| WHAT IS EXPECTED |
Find the line that contains "Objective — one point per instance of the green stem"; then retype it and each line after it, exactly, through the final line of the data below.
--------
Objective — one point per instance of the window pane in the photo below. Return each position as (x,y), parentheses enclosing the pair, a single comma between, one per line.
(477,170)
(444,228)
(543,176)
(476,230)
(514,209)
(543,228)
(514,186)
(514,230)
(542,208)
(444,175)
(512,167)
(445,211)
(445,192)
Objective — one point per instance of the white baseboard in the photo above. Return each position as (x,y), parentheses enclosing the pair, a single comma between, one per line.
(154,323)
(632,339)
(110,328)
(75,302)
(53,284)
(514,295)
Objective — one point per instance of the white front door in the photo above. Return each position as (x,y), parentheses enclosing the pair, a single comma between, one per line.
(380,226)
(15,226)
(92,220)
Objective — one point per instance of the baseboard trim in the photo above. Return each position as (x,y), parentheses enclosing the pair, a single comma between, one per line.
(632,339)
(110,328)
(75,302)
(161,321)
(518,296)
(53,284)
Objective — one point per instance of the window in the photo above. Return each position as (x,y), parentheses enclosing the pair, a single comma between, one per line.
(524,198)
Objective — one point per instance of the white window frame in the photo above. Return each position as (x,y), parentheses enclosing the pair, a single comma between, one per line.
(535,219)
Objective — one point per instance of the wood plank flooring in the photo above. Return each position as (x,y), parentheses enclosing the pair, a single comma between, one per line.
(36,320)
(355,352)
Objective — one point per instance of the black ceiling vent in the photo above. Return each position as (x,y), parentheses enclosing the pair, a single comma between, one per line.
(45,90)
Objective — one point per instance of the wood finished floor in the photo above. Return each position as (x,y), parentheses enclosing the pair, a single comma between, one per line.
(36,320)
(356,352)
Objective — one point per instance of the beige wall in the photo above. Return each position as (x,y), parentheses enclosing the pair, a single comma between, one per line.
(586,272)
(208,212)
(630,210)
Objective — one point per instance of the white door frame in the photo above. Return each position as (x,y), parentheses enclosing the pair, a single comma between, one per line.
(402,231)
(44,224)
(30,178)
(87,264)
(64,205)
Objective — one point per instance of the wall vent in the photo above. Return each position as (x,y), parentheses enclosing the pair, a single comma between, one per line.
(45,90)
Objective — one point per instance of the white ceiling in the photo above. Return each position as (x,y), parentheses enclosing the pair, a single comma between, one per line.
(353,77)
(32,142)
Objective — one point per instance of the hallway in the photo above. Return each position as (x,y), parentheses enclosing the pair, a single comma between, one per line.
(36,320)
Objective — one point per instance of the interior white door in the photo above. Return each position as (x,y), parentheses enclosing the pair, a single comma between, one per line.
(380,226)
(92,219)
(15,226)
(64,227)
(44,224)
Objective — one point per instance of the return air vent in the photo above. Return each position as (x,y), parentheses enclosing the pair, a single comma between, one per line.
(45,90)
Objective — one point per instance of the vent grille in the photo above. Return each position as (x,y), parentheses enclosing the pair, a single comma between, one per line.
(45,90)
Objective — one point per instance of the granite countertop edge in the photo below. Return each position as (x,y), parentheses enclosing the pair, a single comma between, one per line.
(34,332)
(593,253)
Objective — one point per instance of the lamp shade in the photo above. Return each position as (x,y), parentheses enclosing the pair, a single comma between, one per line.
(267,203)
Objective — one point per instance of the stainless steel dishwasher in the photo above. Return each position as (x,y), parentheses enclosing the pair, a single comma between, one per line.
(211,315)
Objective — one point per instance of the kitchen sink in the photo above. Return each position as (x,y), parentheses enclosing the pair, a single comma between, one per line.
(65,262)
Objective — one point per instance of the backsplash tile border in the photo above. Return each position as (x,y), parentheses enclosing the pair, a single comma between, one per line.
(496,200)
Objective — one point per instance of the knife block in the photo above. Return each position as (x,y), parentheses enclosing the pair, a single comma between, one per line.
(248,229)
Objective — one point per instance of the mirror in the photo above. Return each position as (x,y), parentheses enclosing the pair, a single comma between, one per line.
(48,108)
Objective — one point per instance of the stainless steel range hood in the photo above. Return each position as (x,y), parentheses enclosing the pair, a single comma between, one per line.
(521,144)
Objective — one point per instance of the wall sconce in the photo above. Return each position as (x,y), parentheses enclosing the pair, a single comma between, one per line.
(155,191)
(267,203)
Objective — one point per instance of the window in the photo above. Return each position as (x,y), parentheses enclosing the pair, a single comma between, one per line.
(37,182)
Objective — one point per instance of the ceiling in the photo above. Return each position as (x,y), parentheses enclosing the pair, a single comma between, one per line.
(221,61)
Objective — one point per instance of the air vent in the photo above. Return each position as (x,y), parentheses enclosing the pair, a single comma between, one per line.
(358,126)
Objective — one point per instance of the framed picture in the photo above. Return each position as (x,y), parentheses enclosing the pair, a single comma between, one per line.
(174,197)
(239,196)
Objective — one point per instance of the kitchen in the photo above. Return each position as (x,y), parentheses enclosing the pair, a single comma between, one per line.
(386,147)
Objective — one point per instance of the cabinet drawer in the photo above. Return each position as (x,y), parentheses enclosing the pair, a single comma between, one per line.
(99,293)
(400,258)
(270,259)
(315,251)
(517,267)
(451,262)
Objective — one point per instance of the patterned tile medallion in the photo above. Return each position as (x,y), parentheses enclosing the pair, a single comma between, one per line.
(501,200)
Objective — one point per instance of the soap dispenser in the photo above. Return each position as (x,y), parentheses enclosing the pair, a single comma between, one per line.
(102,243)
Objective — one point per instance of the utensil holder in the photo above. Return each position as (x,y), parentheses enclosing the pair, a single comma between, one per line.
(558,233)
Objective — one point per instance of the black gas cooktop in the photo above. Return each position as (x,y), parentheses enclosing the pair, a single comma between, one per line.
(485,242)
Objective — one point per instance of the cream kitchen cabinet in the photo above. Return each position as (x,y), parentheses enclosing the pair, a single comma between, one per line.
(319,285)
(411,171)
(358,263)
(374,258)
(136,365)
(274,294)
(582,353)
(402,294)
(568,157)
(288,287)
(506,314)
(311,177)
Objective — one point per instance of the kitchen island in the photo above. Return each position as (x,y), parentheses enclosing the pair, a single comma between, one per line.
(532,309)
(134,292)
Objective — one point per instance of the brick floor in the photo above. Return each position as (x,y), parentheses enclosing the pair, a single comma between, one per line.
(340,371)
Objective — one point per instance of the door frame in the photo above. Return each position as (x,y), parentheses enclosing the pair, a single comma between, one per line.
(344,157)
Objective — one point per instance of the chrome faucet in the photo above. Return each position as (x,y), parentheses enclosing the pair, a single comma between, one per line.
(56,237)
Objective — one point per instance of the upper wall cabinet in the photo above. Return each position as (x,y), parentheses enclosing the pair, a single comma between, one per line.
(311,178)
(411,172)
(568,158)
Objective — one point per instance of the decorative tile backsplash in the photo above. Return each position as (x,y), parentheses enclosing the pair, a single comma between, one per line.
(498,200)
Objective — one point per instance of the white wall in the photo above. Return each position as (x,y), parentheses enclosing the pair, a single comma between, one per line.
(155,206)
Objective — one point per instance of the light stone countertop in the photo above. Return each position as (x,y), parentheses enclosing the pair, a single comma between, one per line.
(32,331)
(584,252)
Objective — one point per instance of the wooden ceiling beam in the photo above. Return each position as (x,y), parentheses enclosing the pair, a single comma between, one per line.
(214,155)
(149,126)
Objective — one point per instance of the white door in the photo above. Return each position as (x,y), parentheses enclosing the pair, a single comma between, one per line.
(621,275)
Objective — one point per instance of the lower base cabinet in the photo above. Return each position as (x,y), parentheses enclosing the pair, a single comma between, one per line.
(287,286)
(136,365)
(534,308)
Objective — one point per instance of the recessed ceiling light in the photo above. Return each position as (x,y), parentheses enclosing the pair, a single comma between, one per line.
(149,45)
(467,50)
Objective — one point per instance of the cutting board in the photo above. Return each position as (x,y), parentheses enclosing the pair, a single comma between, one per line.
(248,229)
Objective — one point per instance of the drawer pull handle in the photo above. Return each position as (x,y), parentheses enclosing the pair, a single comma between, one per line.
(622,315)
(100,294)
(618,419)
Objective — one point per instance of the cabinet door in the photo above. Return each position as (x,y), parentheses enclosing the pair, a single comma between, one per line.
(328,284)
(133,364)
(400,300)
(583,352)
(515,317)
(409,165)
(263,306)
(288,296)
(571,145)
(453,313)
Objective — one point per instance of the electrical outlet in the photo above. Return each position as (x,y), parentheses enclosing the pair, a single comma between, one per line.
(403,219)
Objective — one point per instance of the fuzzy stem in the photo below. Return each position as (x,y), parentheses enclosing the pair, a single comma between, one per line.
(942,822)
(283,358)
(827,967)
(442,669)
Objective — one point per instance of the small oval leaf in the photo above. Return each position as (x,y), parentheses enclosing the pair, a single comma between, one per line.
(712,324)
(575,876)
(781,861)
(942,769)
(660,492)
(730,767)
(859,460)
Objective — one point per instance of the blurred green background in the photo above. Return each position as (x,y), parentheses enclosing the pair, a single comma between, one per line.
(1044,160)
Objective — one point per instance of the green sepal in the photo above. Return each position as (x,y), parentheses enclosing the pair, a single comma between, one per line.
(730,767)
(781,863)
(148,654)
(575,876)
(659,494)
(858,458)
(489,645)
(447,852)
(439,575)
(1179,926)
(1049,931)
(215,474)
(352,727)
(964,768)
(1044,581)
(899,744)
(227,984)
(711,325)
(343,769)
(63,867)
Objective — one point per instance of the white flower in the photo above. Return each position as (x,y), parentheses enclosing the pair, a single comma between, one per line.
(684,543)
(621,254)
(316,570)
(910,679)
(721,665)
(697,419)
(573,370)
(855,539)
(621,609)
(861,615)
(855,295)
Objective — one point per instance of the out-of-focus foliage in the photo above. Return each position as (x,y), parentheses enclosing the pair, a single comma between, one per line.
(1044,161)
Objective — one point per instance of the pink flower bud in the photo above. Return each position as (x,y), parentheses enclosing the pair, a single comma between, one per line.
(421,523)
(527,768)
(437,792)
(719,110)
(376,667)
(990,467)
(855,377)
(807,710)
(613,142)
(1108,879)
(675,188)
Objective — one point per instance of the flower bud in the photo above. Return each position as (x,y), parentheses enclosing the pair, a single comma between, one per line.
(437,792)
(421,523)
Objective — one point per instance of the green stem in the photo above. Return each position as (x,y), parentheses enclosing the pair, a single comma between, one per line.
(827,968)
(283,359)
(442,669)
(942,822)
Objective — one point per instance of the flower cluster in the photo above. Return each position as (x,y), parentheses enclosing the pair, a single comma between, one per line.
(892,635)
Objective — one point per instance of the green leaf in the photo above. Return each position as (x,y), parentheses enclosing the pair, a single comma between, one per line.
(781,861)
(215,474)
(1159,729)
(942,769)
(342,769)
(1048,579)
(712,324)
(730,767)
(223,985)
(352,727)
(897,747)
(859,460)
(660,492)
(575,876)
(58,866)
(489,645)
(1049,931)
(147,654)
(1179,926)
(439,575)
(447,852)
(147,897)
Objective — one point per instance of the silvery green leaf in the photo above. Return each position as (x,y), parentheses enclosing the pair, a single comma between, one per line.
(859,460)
--------
| THE COMPLETED TASK |
Objective — one point per instance of the green stem in the photo above. Return each position as (x,y), parentheses enclosing the pair, a single comma between, one per line.
(827,968)
(283,359)
(442,669)
(942,822)
Objective — one point per instance of the flower cluster in the photo above. Return each position as (x,y), parentheses enclosing the pair, a single comma between, one per line.
(892,635)
Objective — one point per instance of the green leaf in the photo above. Return each position as (x,y), parentheses enclosing the pair, a single comma between, one per line.
(781,861)
(215,474)
(1159,729)
(942,769)
(342,769)
(1048,579)
(712,324)
(730,767)
(223,985)
(352,727)
(897,747)
(859,460)
(660,492)
(575,876)
(58,866)
(489,645)
(1049,931)
(147,654)
(1179,926)
(439,575)
(447,852)
(147,897)
Objective — one point per instance of the silvery green leaf in the photo above. Return each position as (x,y), parentheses enclosing the pair, a single comma between, one per line.
(859,460)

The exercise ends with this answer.